E, para melhorar a compreensão da adaptação da planta ao ambiente, é preciso avaliar, além das variáveis fenotípicas convencionais, as variáveis ecofisiológicas e genômicas. A adequação ambiental por meio da conservação e restauração dos ecossistemas naturais deve ser uma prioridade. Na paisagem, a vegetação nativa, os povoamentos seminais e clonais em diferentes estágios de maturação precisam ser mesclados, criando mosaicos de uso do solo.

O momento para testar novas alternativas de produção especial de genótipos, como as monoprogênies, é muito propício. Além de possuírem alto padrão de homogeneidade fenotípica, esses genótipos são propagados por via seminal e possuem excelente qualidade de  sistema radicular, apto a explorar camadas profundas do solo e, assim, expressar maior capacidade de tolerância à seca.

Em vários casos, tem-se observado que as plantações com genótipos monoprogênicos foram mais tolerantes aos estresses hídrico e térmico, ao ataque de pragas e doenças e aos ventos fortes do que as plantações clonais.

A alocação dos genótipos na paisagem deve ser baseada em mapas de zoneamento sítio-específico, segundo suas necessidades fisiológicas e nutricionais, o que, além de otimizar a interação da planta com o ambiente, possibilita maior eficiência no planejamento e na precisão de aplicação das práticas de cultivo silvicultural. Nessa fase, é primordial o uso de recursos avançados de geotecnologia e a silvicultura de precisão.

Baseado nesse cenário, depreende-se que, para a realização de uma silvicultura preventiva e responsável, o programa de melhoramento não deve privilegiar apenas a produtividade e a qualidade da matéria-prima em detrimento da tolerância dos genótipos aos estresses abiótico e biótico.

Assim, deve ser tolerada certa perda desses atributos, mas preservando-se as seguranças ambiental e fitossanitária das plantações, pois delas dependem o abastecimento do mercado comum e da indústria. Por exemplo, na indústria de celulose e papel, deve haver um limite crítico para a diminuição do teor de lignina na madeira, pois esse componente, sintetizado pelo metabolismo secundário da planta, é essencial para a sua tolerância aos fatores de estresse.  

Na última década, tem-se constatado o agravamento da proliferação de pragas, doenças e plantas daninhas tolerantes ou resistentes aos agroquímicos. O quadro fica mais grave devido à pratica insuficiente e pouco disseminada dos Sistemas de Manejo Integrado (SMI) desses agentes e devido à baixa disponibilidade de produtos registrados para as culturas florestais, seja por razões comerciais ou por restrições legais ou dos órgãos de certificação florestal.

• **Material fornecido**:
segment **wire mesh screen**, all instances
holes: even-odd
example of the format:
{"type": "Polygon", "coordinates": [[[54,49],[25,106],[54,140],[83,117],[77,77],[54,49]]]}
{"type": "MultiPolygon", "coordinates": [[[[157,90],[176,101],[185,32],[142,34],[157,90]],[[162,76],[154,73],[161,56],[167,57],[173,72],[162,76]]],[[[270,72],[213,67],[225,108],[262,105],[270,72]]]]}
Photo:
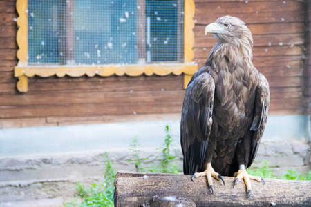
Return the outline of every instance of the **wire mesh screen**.
{"type": "Polygon", "coordinates": [[[28,0],[28,63],[183,62],[183,0],[28,0]]]}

• **Instrução**: Por favor, reescreva o trecho sobre silvicultura de "Assim, deve ser" até "fatores de estresse.", substituindo "lignina" por "hemicelulose". As linhas acima têm origem em outra fonte.

• **Resultado**:
Assim, deve ser tolerada certa perda desses atributos, mas preservando-se as seguranças ambiental e fitossanitária das plantações, pois delas dependem o abastecimento do mercado comum e da indústria. Por exemplo, na indústria de celulose e papel, deve haver um limite crítico para a diminuição do teor de hemicelulose na madeira, pois esse componente, sintetizado pelo metabolismo secundário da planta, é essencial para a sua tolerância aos fatores de estresse.